County declares opioid epidemic a ‘public nuisance’ to help recover costs to taxpayers

By Tom Rivers, Editor Posted 5 March 2018 at 1:47 pm

‘This crisis has devastated families, wreaked havoc on our economy, and produced a generation of narcotic dependence.’ – Orleans County Legislature

ALBION – The Orleans County Legislature has declared the opioid epidemic a “public nuisance,” which legislators say is a first step in allowing the county to recoup costs to taxpayers in responding the crisis.

Many governments have declared the opioid epidemic a public nuisance, which is part of a litigation strategy to recoup the costs for providing services due the crisis, said Chuck Nesbitt, the county’s chief administrative officer.

The epidemic has hit the county, with 43 overdoses last year, including eight fatalities.

The county normally wouldn’t be able to recoup costs for providing services, such as with a police chase. However, by declaring a “public nuisance,” the county intends to recover some of its costs.

“As a result of the opioid epidemic, costs related to healthcare, family and social services, criminal justice, addiction and rehabilitation, and many other areas significantly increased,” according to a resolution from the Legislature.

The County Legislature in September also voted to join a growing number of municipalities in a lawsuit against pharmaceutical companies for allegedly fueling an opioid crisis.

The Legislature retained Napoli Shkolnik PLLC, a Manhattan firm, in the lawsuit. The firm is paying any upfront costs for staffing and retaining expert witnesses, County Attorney David Schubel said.

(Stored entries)
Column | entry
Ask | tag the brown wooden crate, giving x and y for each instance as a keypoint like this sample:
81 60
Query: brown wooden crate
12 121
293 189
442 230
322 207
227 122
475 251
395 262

Task description:
Continue the article on Orleans County declaring the opioid epidemic a public nuisance, starting right after its final sentence.

Result:
The counties are contending the pharmaceutical manufacturers knew that opioids were effective for short-term or trauma-related pain, as well as palliative (end-of-life) care. However, the manufacturers also knew for years that opioids were addictive and subject to abuse, especially when used for more than three months.

The lawsuit contends that prescription painkillers, as well as heroin abuse, are the prime causes for an increase in overdose deaths.

“Vast amounts of prescription opioids were sold, distributed, and prescribed in the County over the past several years, a practice that continues today,” the Legislature stated in a resolution. “The selling, distributing, and prescribing of large amounts of opioids in our community has created a public health and safety hazard affecting the residents of the County. This crisis has devastated families, wreaked havoc on our economy, and produced a generation of narcotic dependence.”